- TEXT SHOWN
* * *

In this subsection, the general information of the finite element method utilized in the simulation are specified. The interpolation orders of velocity and pressure, as well as other options for using high order mapping all over the simulation domain, are defined in this section.

subsection FEM
  # interpolation order pressure
  set pressure order    = 1

  # Apply high order mapping everywhere
  set qmapping all      = false

  # interpolation order velocity
  set velocity order    = 1

  # interpolation order temperature
  set temperature order    = 1

  # interpolation order tracer
  set tracer order    = 1
end
  • The qmapping all option enables the use of isoparametric elements everywhere in the domain. By default these are only used on the elements which have a boundary face

Boundary conditions - CFD

This subsection's purpose is defining the boundary conditions associated to the problem.

* * *

[Annotation records]

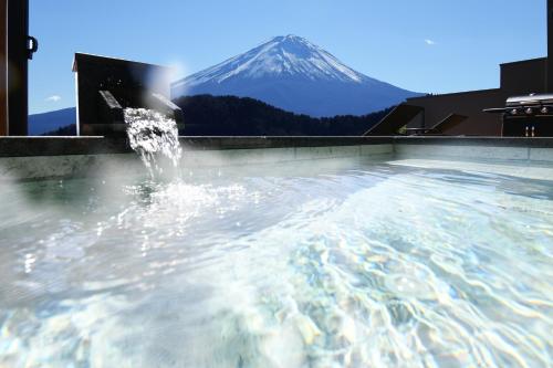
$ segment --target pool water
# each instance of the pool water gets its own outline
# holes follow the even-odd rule
[[[3,183],[0,366],[550,367],[553,181],[393,164]]]

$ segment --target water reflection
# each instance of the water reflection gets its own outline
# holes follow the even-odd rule
[[[551,188],[385,164],[10,187],[0,362],[546,367]]]

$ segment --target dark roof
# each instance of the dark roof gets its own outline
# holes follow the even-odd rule
[[[380,122],[368,129],[364,136],[392,136],[403,126],[407,125],[415,118],[424,108],[420,106],[401,104],[394,108]]]
[[[101,64],[101,65],[133,65],[134,67],[140,67],[140,69],[161,69],[161,70],[170,70],[168,66],[161,66],[161,65],[155,65],[155,64],[147,64],[143,62],[135,62],[131,60],[124,60],[124,59],[115,59],[115,57],[106,57],[106,56],[100,56],[100,55],[93,55],[93,54],[84,54],[84,53],[75,53],[75,57],[73,59],[73,72],[79,71],[79,65],[82,63],[93,63],[93,64]]]

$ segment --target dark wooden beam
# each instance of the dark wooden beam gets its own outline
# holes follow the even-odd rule
[[[8,74],[8,50],[7,46],[7,0],[0,1],[0,136],[8,135],[8,84],[6,76]]]
[[[553,93],[553,0],[547,0],[547,92]]]
[[[27,136],[29,0],[8,3],[8,135]]]

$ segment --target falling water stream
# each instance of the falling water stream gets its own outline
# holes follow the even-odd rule
[[[147,108],[125,108],[131,147],[140,156],[152,176],[163,172],[163,159],[177,167],[182,150],[175,119]]]

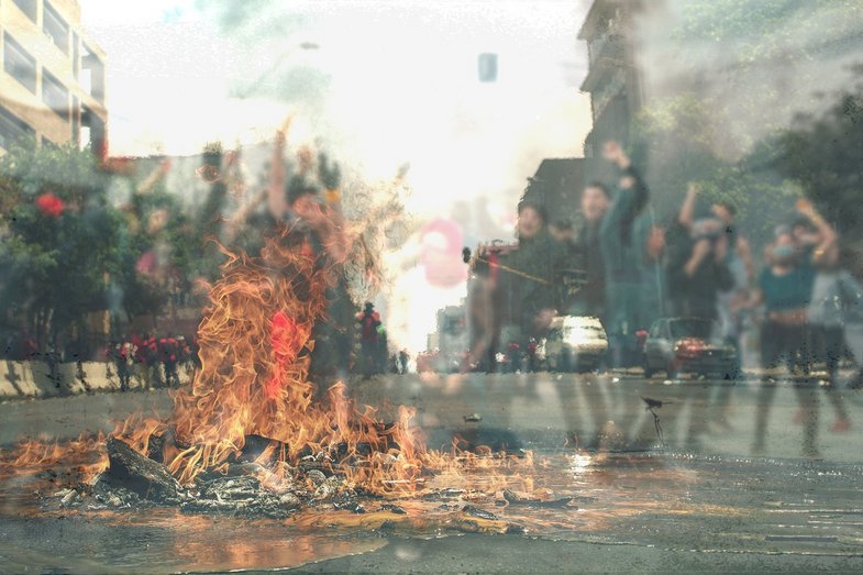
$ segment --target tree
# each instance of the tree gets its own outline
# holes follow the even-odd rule
[[[74,145],[12,146],[0,158],[0,306],[57,349],[74,325],[107,308],[108,274],[119,266],[118,212],[89,151]]]
[[[821,113],[798,114],[794,126],[760,146],[762,165],[798,183],[828,221],[863,242],[863,65],[855,81],[829,97]]]
[[[710,202],[730,202],[738,209],[741,229],[756,244],[763,243],[785,217],[775,207],[790,209],[795,188],[773,174],[752,169],[752,157],[720,157],[713,143],[722,119],[713,110],[711,102],[689,92],[654,100],[633,123],[633,162],[644,167],[661,221],[677,214],[687,184],[696,183],[701,188],[701,213]]]

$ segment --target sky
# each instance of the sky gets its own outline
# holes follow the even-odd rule
[[[391,178],[409,164],[414,219],[451,218],[456,202],[483,206],[487,214],[474,219],[491,223],[465,230],[475,241],[511,230],[527,177],[544,157],[580,156],[590,129],[589,97],[578,91],[587,68],[580,1],[80,4],[108,56],[112,155],[265,142],[292,112],[289,143],[314,142],[362,178]],[[497,54],[494,82],[478,79],[480,53]],[[389,294],[412,301],[391,336],[413,350],[434,310],[464,295],[420,287]]]

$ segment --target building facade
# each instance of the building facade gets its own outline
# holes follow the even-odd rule
[[[588,71],[582,91],[590,95],[594,128],[585,139],[586,179],[606,179],[602,143],[627,142],[632,119],[643,104],[641,74],[635,65],[633,16],[640,0],[595,0],[578,40],[587,43]]]
[[[22,137],[107,152],[106,55],[76,0],[0,0],[0,153]]]

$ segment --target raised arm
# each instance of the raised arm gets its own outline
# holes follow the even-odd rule
[[[695,202],[698,199],[698,185],[690,181],[686,187],[686,198],[681,206],[681,213],[677,214],[677,222],[687,230],[693,229],[693,221],[695,221]]]
[[[837,234],[833,226],[827,223],[821,214],[815,209],[815,206],[808,200],[798,200],[797,211],[812,222],[815,229],[818,230],[819,241],[812,252],[812,264],[834,264],[839,258],[838,251],[836,250],[839,244],[839,234]]]

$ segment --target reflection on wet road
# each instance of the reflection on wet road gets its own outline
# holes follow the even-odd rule
[[[19,477],[1,487],[0,557],[13,572],[273,570],[385,556],[385,545],[412,549],[405,542],[465,533],[484,537],[489,549],[539,538],[723,555],[863,556],[863,413],[851,391],[539,374],[391,378],[352,392],[361,402],[387,397],[416,406],[431,446],[458,436],[463,446],[487,443],[522,455],[494,473],[479,463],[430,476],[431,497],[367,499],[365,513],[306,511],[285,521],[168,509],[45,512],[35,493],[49,495],[56,485]],[[836,425],[837,397],[850,429]],[[167,405],[161,394],[10,403],[0,406],[0,430],[5,438],[30,428],[68,438],[110,429],[106,413]],[[406,568],[413,568],[411,556]]]

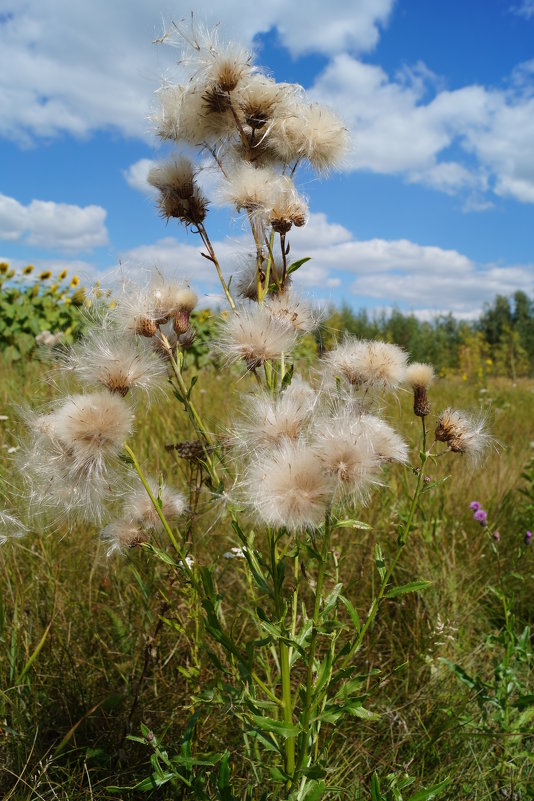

* * *

- PROBLEMS
#1 In the FEM parameter text, list the name of each parameter assigned by a "set" line inside the FEM subsection.
#2 Extend the FEM parameter text onward from its final sentence about boundary conditions.
The entries play no part here.

- RESULTS FOR THE EXERCISE
#1 pressure order, qmapping all, velocity order, temperature order, tracer order

#2
subsection boundary conditions
  set number                  = 2
  set time dependent          = false
  subsection bc 0
        set type              = function
       
        subsection u
            set Function expression = -y
        end
        subsection v
            set Function expression = x
        end
        subsection w
            set Function expression = 0
        end

        # Center of rotation used for torque calculation
        subsection center of rotation
           set x = 0
           set y = 0
           set z = 0
        end
  end
  subsection bc 1
        set type              = noslip
  end
end
  • number: This is the number of boundary conditions of the problem. Periodicity between 2 boundaries counts as 1 condition.
  • time dependent: This is a bool to define if the boundary condition is time dependent.
  • type is the type of the boundary condition. At the moment, only slip, no-slip, periodic and function are enabled. The function boundary condition enables one to set the individual value of u,v,w using a user-defined function. At the moment, these function can only depend on position (x,y,z) and not on time.

Boundary conditions - Multiphysics

This subsection's purpose is defining the boundary conditions associated to multiphysic problems.

Heat Transfer

subsection boundary conditions heat transfer
  set number                  = 2
    subsection bc 0
	set type	      = temperature
        set value	      = 0
    end
    subsection bc 1
      set type		    = convection
      set h 		    = 10
      set Tinf	   	    = -13
    end
end
  • number: This is the number of boundary conditions of the problem.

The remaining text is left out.